=== What is being asked ===
Rewrite all of the records below, swapping every "marker" for "pin" and changing nothing else. Leave the pictures out.
◇ ◇ ◇ ◇ ◇
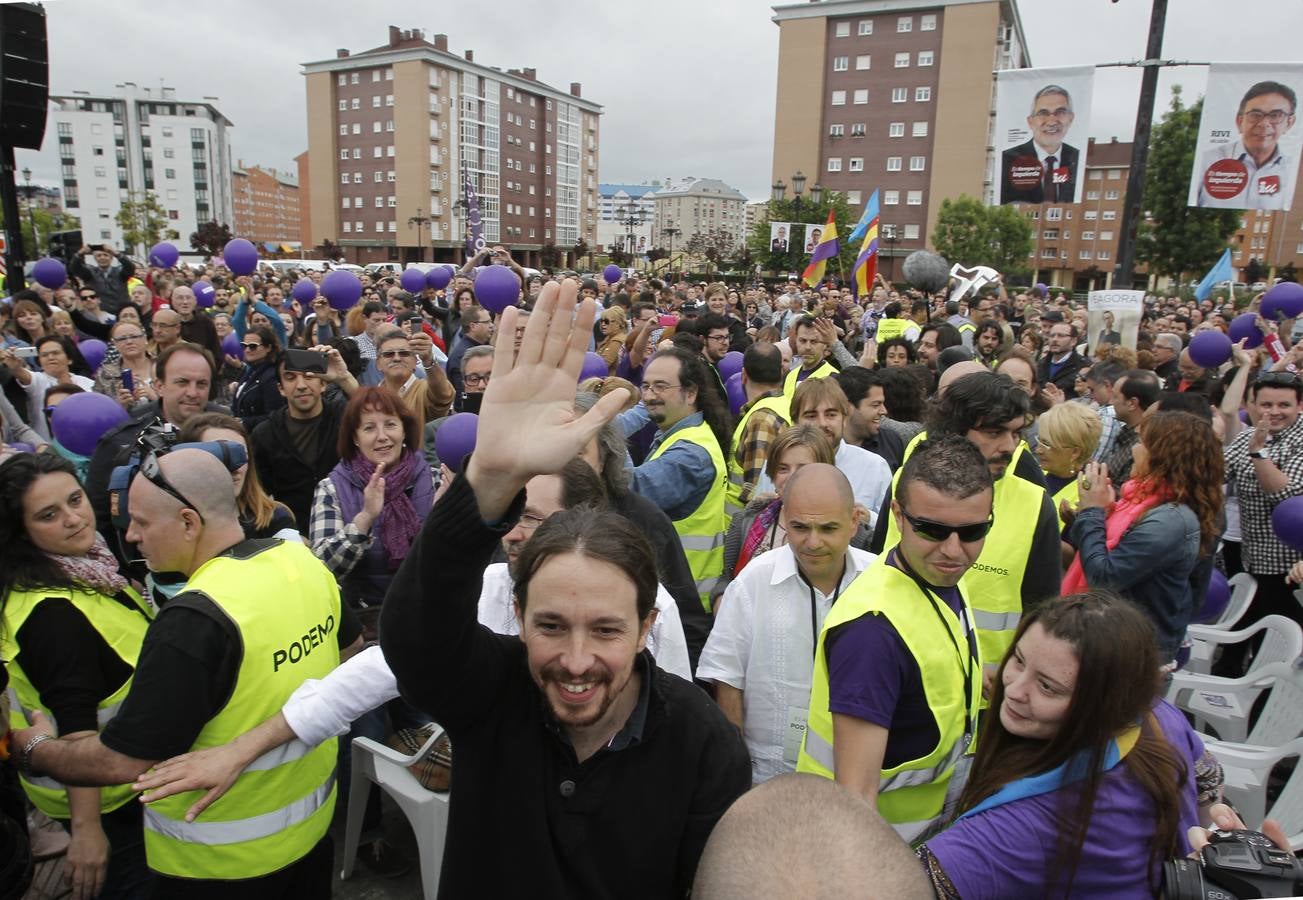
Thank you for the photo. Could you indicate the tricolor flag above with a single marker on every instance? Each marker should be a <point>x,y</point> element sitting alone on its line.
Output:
<point>867,263</point>
<point>824,250</point>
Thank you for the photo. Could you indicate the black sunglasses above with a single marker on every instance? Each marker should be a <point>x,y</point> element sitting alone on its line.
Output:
<point>153,473</point>
<point>938,532</point>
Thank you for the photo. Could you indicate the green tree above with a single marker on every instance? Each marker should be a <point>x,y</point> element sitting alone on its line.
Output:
<point>1177,239</point>
<point>972,233</point>
<point>142,219</point>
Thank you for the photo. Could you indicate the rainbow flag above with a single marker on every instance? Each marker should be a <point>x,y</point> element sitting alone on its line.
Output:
<point>826,248</point>
<point>867,263</point>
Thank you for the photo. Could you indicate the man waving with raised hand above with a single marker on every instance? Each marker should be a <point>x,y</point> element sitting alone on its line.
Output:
<point>615,770</point>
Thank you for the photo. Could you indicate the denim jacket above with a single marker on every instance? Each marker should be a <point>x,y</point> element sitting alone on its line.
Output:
<point>1156,565</point>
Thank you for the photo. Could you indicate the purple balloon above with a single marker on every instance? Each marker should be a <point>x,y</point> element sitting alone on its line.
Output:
<point>232,347</point>
<point>342,289</point>
<point>205,293</point>
<point>81,420</point>
<point>304,291</point>
<point>164,255</point>
<point>1288,521</point>
<point>50,272</point>
<point>497,288</point>
<point>736,393</point>
<point>594,366</point>
<point>438,278</point>
<point>730,365</point>
<point>456,439</point>
<point>241,257</point>
<point>1245,328</point>
<point>1209,349</point>
<point>93,349</point>
<point>412,280</point>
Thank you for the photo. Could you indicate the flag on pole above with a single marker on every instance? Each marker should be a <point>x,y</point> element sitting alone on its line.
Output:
<point>824,250</point>
<point>1216,275</point>
<point>867,263</point>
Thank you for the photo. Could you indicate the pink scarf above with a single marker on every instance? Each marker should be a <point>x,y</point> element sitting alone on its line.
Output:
<point>1138,498</point>
<point>97,569</point>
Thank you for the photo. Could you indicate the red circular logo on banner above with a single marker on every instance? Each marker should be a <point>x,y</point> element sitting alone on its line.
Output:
<point>1026,172</point>
<point>1225,179</point>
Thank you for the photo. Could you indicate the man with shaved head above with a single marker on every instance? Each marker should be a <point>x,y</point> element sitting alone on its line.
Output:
<point>256,620</point>
<point>805,836</point>
<point>761,650</point>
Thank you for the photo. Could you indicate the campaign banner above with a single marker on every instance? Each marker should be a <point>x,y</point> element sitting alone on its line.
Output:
<point>1043,121</point>
<point>1113,317</point>
<point>1247,155</point>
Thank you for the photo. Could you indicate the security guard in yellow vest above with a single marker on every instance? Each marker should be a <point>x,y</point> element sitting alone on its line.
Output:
<point>768,410</point>
<point>256,620</point>
<point>1020,564</point>
<point>897,683</point>
<point>686,473</point>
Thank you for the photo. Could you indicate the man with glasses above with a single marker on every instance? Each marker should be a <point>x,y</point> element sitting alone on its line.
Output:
<point>898,676</point>
<point>1044,168</point>
<point>1254,172</point>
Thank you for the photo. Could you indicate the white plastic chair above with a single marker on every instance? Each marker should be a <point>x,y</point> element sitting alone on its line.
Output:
<point>426,810</point>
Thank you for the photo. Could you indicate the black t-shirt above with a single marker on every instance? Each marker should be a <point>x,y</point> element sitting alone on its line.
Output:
<point>185,675</point>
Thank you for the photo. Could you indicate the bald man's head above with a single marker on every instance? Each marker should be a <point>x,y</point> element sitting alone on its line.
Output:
<point>805,836</point>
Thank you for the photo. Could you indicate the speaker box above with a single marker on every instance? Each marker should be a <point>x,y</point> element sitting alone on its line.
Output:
<point>24,74</point>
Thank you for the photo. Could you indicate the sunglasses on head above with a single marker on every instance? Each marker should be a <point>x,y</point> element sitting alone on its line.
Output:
<point>940,532</point>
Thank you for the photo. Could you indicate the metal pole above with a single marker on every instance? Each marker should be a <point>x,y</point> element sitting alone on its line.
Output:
<point>1131,212</point>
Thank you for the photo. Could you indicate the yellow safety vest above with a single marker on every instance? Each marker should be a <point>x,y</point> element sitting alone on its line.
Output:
<point>702,532</point>
<point>911,796</point>
<point>286,606</point>
<point>778,404</point>
<point>889,328</point>
<point>996,580</point>
<point>123,629</point>
<point>791,383</point>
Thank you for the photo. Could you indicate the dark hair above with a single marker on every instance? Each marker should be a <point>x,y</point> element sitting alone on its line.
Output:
<point>1116,688</point>
<point>762,364</point>
<point>22,565</point>
<point>375,400</point>
<point>594,533</point>
<point>975,400</point>
<point>947,464</point>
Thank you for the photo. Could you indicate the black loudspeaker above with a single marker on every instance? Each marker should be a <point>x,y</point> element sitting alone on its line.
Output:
<point>24,74</point>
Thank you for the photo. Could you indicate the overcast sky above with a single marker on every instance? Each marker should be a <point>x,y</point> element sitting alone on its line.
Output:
<point>688,86</point>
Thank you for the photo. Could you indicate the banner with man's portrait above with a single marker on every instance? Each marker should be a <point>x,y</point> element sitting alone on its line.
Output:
<point>1247,155</point>
<point>1043,121</point>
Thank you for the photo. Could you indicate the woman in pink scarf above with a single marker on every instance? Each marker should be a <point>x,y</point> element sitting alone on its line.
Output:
<point>1153,545</point>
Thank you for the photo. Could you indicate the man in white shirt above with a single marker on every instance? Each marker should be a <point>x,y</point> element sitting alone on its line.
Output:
<point>761,650</point>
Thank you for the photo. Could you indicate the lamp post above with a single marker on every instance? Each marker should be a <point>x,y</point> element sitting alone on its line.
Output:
<point>420,222</point>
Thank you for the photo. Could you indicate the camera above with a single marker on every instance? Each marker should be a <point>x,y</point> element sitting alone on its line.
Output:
<point>1235,865</point>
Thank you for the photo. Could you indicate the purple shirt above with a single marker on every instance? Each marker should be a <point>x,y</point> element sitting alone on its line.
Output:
<point>873,676</point>
<point>1113,861</point>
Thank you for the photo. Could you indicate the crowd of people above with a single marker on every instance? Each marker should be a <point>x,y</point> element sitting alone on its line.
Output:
<point>921,580</point>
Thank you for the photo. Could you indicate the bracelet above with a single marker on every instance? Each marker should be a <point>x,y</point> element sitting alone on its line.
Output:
<point>25,756</point>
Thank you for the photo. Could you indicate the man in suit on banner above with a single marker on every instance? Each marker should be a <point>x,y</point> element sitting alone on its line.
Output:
<point>1044,168</point>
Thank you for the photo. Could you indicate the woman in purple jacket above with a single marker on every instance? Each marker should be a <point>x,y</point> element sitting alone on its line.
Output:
<point>1084,782</point>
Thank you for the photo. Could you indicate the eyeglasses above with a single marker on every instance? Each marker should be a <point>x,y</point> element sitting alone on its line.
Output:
<point>153,473</point>
<point>938,532</point>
◇ ◇ ◇ ◇ ◇
=== Solution for this problem ===
Thank you for the photo. Could you indicate the tricolor flag above with a single pin on every instance? Each pin should be a <point>x,y</point> element sitting alone on its line.
Output:
<point>867,263</point>
<point>824,250</point>
Thank you for the photo. Could you indicate the black sunglasses above with a single pin on every instance? Each pin should be a <point>x,y</point> element sitting alone on its line.
Output:
<point>153,473</point>
<point>938,532</point>
Thank you for the photo. Could you indicate the green tree above with a single pin on every instance? Each pin should be a <point>x,y</point> element sitting alone on its line.
Output:
<point>1177,239</point>
<point>972,233</point>
<point>142,219</point>
Thank you for the photo. Could you indicate the rainbow flag above with a single pin on every instance? Each pin should be a <point>x,y</point> element sitting alone on its line.
Output:
<point>826,248</point>
<point>867,263</point>
Thank you for the photo. Could you indicate the man waving with raised hand above with a single pin on every instance? Each pin should be a <point>x,y</point> element sitting alone on its line.
Output:
<point>615,770</point>
Thank you for the photo. Could you indicate the denim jacket above with a single pin on every instance? Each pin should be a <point>x,y</point> element sitting alone on its line.
Output:
<point>1156,565</point>
Thank you for the photo. Could you indicate the purple balloon above with a single pin on every instance? Each pin should be a <point>x,y</point> element sitting alone on its line.
Output:
<point>232,347</point>
<point>342,289</point>
<point>205,293</point>
<point>81,420</point>
<point>304,291</point>
<point>164,255</point>
<point>1288,521</point>
<point>50,272</point>
<point>497,288</point>
<point>736,393</point>
<point>594,366</point>
<point>438,278</point>
<point>730,365</point>
<point>456,439</point>
<point>241,257</point>
<point>1245,328</point>
<point>1209,349</point>
<point>93,349</point>
<point>412,280</point>
Thank you for the photo. Could you indicate the flag on pole above with a single pin on every instance? Each pin should be a <point>x,y</point> element sitting alone on its line.
Output:
<point>824,250</point>
<point>1216,275</point>
<point>867,263</point>
Thank you for the photo. Could you indicate the pink scarf above with a single pin on every instance? Each pin should be a <point>x,y</point> element sitting alone on its line.
Output:
<point>1138,498</point>
<point>97,569</point>
Thank you for the photo. Could you indicate the red circular logo on banner above with a single pin on every instance? Each pin should be a <point>x,y</point> element sitting alone on its line.
Output:
<point>1026,172</point>
<point>1225,179</point>
Thank you for the photo. Could you indicate the man with shaved head above with a single pin on every instance? Each pin should be a <point>x,y</point> element sitting alone on its line.
Output:
<point>256,620</point>
<point>805,836</point>
<point>761,650</point>
Thank you for the photo. Could you indicate the campaign banner above with a single pin on every instance? Each pin should be a <point>x,y</point> element sitting alone on its line.
Output:
<point>1043,121</point>
<point>1113,317</point>
<point>1247,155</point>
Thank you for the photo. Could you indicate the security guard in yellow vest above with a single pin on every instance? Each pin should be a <point>x,y</point> element sitting alone on its line.
Output:
<point>768,410</point>
<point>256,620</point>
<point>1020,564</point>
<point>897,683</point>
<point>686,473</point>
Thank you for the photo. Could you indicate the man with glasses above with a single pin on every instance? Each pin should be a <point>x,y</point> element sitting alone on its line.
Output:
<point>898,676</point>
<point>1044,168</point>
<point>1254,172</point>
Thank you for the photo. Could you indicate the white plastic chair above with a single pin on every instance? Each pin should be a <point>x,y</point> element sitting alone on its line.
Output:
<point>426,810</point>
Thank you for the photo. Could you indicate the black t-shirt above with a single pin on every instance? Each pin should be a <point>x,y</point> element sitting alone on its line.
Output:
<point>185,675</point>
Thank you for the photo. Could you indicate the bald man's head above with a single pin on every instance? Each pin should be a <point>x,y</point> element sitting alone on its line.
Output:
<point>805,836</point>
Thank you for the photo. Could you indicate the speaker box above with a single pin on every instance? Each pin should be a <point>x,y</point> element sitting alone on its line.
Output:
<point>24,74</point>
Thank you for the photo. Could you indicate the sunglasses on head above with a single pin on every instance? Each pin should be a <point>x,y</point> element sitting alone on its line.
Output:
<point>940,532</point>
Thank you for the photo. Could you indicate the metal pole above with a single pin on every instance? Each pin should be a <point>x,y</point> element sitting alone on its line.
Output:
<point>1131,212</point>
Thank you for the photo. Could you indicate the yellow safety vest above with a single pin on every instance? Each pin should be a <point>x,y</point> element sitting alone on its line.
Output:
<point>702,532</point>
<point>911,796</point>
<point>286,606</point>
<point>778,404</point>
<point>889,328</point>
<point>996,580</point>
<point>123,629</point>
<point>791,383</point>
Thank you for the photo. Could you indicate the dark hair above with a single pin on every instance? Each pin should be a <point>x,y</point> element sitting alone on its line.
Output:
<point>1116,688</point>
<point>762,364</point>
<point>22,565</point>
<point>375,400</point>
<point>594,533</point>
<point>975,400</point>
<point>947,464</point>
Thank you for the photo. Could you indicate the black loudspeaker above with a single pin on every instance? Each pin should be a <point>x,y</point> element sitting alone on its line.
Output:
<point>24,74</point>
Thank you for the photo. Could you indicate the overcast sky above with a single pin on every instance? Each pin should be a <point>x,y</point> element sitting alone on its line.
Output:
<point>688,86</point>
Thank you for the photo. Could you indicate the banner with man's portrait above with a single pin on every instance? Each pin should be a <point>x,y</point> element sitting alone on its line.
Output:
<point>1247,155</point>
<point>1043,121</point>
Thank you for the photo. Could you indicate the woman in pink scarf above with a single pin on every instance? Each pin should be a <point>x,y</point> element sitting alone on its line.
Output:
<point>1153,545</point>
Thank you for the photo. Could you indicate the man in white shirt above with a single pin on every instance? Each pin should be a <point>x,y</point> element sitting alone on its line.
Output:
<point>761,650</point>
Thank you for the photo. Could you indicate the lamp post above with a single pin on every instance? Each pin should be a <point>x,y</point> element sitting alone on its line.
Output:
<point>420,222</point>
Thank you for the photo. Could you indicate the camera above with a single pin on every instance? Each pin should be a <point>x,y</point> element sitting alone on its line.
Output:
<point>1235,865</point>
Thank you for the photo. Could you indicate the purple shirt above with a single pin on every instance? Each pin should be a <point>x,y</point> element sitting alone on its line.
Output:
<point>873,676</point>
<point>1113,861</point>
Thank you for the photo. Could you indicate the crowd of people above with a single pin on every instance? Each pin should be a <point>x,y</point> element sitting alone on its line.
Output:
<point>921,580</point>
Thank you for the photo. Could you indicate the bracelet above with a single pin on every instance? Each pin should be a <point>x,y</point> element sitting alone on its line.
Output:
<point>25,756</point>
Thank you for the photo. Could you indicate the man in suit on banner above with a single pin on every instance? Each pin should be a <point>x,y</point> element sitting alone on its line.
Output:
<point>1044,168</point>
Thank you for the photo. Could you indicate the woman in purple jacket above with a single pin on every instance? Each pin should be a <point>x,y</point> element sitting alone on its line.
Output:
<point>1084,782</point>
Thank you for the photo. Could you indicate the eyeglasses above with a single pin on every instance? Each pin should be a <point>x,y</point> element sitting alone on its line.
Output:
<point>153,473</point>
<point>938,532</point>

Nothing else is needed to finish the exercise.